- [Task details] The lines you return must be all those in the data that hold the string "foliage".

- [Record set]
▼

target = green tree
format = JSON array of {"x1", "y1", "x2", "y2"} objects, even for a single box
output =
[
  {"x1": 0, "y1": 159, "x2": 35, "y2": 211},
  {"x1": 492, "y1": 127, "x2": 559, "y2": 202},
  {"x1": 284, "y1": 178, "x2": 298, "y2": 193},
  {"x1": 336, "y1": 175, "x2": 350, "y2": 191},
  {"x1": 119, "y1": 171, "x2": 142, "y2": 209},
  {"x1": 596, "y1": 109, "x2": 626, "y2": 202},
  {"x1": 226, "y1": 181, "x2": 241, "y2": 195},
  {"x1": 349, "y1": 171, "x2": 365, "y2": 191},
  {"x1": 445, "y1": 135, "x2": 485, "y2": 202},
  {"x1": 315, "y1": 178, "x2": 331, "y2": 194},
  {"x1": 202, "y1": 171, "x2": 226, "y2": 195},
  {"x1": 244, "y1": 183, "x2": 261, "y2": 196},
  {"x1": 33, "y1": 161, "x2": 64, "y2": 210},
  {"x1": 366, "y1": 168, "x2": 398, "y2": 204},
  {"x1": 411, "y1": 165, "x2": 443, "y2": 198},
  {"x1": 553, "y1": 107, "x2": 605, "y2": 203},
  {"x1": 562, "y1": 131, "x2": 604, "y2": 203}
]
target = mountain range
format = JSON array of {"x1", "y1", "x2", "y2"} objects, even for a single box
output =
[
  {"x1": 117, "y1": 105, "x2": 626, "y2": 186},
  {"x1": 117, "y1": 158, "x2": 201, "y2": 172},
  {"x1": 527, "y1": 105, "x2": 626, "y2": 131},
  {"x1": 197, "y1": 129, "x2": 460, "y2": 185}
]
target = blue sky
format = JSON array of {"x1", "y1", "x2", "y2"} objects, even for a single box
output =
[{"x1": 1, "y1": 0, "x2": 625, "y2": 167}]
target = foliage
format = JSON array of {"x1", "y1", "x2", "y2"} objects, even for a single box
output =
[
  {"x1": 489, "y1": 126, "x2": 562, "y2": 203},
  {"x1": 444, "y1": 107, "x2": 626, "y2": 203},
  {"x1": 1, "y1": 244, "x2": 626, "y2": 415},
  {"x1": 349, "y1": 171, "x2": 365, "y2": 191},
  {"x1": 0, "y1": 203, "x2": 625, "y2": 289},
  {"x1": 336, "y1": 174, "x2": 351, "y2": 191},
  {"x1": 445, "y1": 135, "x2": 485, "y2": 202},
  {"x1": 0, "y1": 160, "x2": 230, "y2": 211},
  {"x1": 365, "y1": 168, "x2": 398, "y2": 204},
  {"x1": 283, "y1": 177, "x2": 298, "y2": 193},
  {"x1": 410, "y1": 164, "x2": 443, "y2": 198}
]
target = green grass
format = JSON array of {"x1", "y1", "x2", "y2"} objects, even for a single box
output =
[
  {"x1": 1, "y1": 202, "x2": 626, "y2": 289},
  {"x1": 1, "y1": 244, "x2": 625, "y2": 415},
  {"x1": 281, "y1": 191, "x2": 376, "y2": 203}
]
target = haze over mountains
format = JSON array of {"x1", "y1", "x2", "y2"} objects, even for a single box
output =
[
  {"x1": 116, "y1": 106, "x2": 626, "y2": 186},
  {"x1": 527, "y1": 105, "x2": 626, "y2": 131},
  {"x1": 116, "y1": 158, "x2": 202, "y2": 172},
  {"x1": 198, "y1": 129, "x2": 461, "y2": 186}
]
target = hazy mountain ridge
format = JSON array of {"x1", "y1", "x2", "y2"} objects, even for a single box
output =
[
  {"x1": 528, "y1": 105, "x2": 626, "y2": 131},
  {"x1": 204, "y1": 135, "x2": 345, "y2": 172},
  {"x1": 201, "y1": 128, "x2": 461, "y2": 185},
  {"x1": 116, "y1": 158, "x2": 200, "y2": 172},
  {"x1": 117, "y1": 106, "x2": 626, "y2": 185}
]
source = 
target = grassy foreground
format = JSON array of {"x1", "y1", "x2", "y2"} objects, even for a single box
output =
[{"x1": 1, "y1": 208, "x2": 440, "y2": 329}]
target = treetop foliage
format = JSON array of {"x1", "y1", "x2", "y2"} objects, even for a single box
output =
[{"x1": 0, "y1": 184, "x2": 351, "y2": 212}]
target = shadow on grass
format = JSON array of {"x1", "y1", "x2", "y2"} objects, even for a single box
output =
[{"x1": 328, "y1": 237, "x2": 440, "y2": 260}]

▲

- [Result of this exercise]
target = foliage
target = treetop foliage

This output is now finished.